[GIVEN PROBLEM]: Below are some records; return each one exactly.

[PROVIDED ENTRIES]:
■ ■ ■ ■ ■
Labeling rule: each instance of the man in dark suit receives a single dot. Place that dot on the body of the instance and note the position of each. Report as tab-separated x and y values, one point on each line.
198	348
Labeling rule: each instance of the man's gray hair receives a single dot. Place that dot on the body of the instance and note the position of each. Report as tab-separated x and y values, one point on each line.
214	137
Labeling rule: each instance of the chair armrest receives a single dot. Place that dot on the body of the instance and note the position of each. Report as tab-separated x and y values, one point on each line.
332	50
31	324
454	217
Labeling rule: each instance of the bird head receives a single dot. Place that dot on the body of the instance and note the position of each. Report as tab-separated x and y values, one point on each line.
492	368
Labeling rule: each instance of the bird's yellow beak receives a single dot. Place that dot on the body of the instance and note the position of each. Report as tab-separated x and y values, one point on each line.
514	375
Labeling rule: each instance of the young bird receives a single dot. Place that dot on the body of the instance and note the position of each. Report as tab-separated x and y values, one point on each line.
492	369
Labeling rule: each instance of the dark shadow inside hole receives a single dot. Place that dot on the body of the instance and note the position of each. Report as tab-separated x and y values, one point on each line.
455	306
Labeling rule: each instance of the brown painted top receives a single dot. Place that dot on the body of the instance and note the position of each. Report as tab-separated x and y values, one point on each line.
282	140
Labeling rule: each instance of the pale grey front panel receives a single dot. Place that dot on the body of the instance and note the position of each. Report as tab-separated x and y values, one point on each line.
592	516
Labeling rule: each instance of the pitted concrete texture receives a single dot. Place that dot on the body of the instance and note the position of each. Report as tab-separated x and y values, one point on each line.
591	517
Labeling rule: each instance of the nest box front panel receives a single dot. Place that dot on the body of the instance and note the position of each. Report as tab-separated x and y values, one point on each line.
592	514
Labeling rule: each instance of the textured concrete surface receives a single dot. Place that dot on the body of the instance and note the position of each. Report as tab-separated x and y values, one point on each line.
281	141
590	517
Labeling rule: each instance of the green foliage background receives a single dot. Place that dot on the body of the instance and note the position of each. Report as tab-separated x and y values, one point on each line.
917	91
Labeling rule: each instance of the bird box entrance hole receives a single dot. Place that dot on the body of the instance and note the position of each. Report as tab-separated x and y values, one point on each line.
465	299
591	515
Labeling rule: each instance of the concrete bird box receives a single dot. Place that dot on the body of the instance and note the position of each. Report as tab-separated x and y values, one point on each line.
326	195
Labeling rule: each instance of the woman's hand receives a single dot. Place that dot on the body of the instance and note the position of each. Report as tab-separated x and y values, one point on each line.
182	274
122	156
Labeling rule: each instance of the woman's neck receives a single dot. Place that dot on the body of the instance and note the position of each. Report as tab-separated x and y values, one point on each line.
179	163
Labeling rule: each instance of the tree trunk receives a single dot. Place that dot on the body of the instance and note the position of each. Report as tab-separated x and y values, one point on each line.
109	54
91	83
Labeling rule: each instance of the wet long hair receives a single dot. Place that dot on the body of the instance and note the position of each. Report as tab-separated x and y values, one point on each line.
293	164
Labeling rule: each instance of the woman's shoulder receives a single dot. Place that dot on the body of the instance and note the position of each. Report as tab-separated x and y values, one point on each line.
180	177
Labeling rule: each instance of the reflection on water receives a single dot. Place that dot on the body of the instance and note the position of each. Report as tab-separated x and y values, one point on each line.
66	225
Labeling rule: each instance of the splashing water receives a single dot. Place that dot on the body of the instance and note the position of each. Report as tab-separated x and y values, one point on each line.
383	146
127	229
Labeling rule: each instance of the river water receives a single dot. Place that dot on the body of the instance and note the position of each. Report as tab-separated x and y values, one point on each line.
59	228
■ ■ ■ ■ ■
[RESULT FOR THIS TASK]:
Labeling rule: each instance of the man in dark suit receives a single dot. Place that dot on the body of the instance and note the position of each. Report as tab-separated x and y values, one point on each line.
198	348
Labeling rule: each instance of the man's gray hair receives a single dot. Place that dot on the body of the instance and note the position of each. Report as tab-separated x and y values, one point on each line.
214	137
Labeling rule: each instance of the chair armrest receives a single dot. Place that dot on the body of the instance and note the position of each. Report as tab-separated x and y values, one point on each line.
332	50
31	324
454	217
Labeling rule: each instance of the bird head receives a single dot. Place that dot on the body of the instance and note the position of each. Report as tab-separated x and y values, one point on each line.
492	368
Labeling rule: each instance of the bird's yellow beak receives a single dot. Place that dot on the body of the instance and note the position of each. Report as tab-separated x and y values, one point on each line.
514	375
Labeling rule: each instance of the young bird receives a single dot. Place that dot on the body of the instance and note the position of each. Report as tab-separated x and y values, one point on each line.
492	369
Labeling rule: each instance of the dark shadow inside hole receives a single dot. Place that dot on the body of the instance and note the position of each. Report as tab-separated x and y values, one point on each line.
455	306
Labeling rule: each instance of the brown painted top receives a single dot. Place that dot on the body of the instance and note the position of each. Report as tab-separated x and y values, one point on each line.
282	140
Labeling rule: each instance of the pale grey front panel receives a single dot. Place that dot on the body of the instance and note the position of each. Report as tab-separated x and y values, one point on each line.
592	516
Labeling rule: each instance of the pitted concrete texture receives a single dot. Place that dot on the body of the instance and note the position of each. Report as tab-separated x and y values, one point on each line.
591	517
Labeling rule: each instance of the nest box front panel receives a single dot. Place that dot on the body of the instance and note the position of each. Report as tab-separated x and y values, one point on each line.
592	514
Labeling rule: each instance of the textured concrete surface receives a single dot. Place that dot on the body of the instance and note the position of each. Report as tab-separated x and y values, one point on each line.
281	141
590	517
Labeling rule: each instance of the green foliage background receives a single dot. Place that dot on the body of the instance and note the position of each. Report as tab-separated x and y values, one point on each line.
917	91
Labeling rule: each instance of the bird box entrance hole receives a single dot. Place that dot on the body of the instance and note the position of each. Report as tab-separated x and y values, one point on each line.
465	299
591	515
Labeling rule: each instance of the concrete bird box receives a single dot. Place that dot on the body of the instance and note the position of each. Report as tab-separated x and y values, one point on each line.
326	195
Labeling rule: each instance of the woman's hand receives a single dot. Place that dot on the body of the instance and note the position of each. Report as tab-separated x and y values, one point on each line.
182	274
122	156
Labeling rule: each instance of the woman's neck receives a single dot. Place that dot on the body of the instance and note the position of each. Report as tab-separated x and y values, one point on each line.
179	163
Labeling rule: each instance of the tree trunk receives a single dot. Place that dot on the body of the instance and note the position of each. Report as tab-separated x and y values, one point on each line.
109	54
91	83
Labeling rule: each instance of the wet long hair receives a single dot. Place that dot on the body of the instance and note the position of each. Report as tab-separated x and y values, one point on each line.
293	164
Labeling rule: each instance of the woman's shoulder receives a single dot. Place that dot on the body of the instance and note the position of each. Report as tab-separated x and y values, one point on each line.
180	177
Labeling rule: each instance of the reflection on water receives a single dot. Place that dot on the body of the instance and note the position of each. Report as tab-separated x and y values, one point on each line.
66	225
Labeling rule: each instance of the splashing water receives a single dot. Place that dot on the body of the instance and note the position of each. Report as tab-separated x and y values, one point on each line.
383	146
127	229
Labeling rule: each instance of the river water receives a single dot. Place that dot on the body of the instance and note the position of each. Report as tab-separated x and y values, one point on each line.
59	228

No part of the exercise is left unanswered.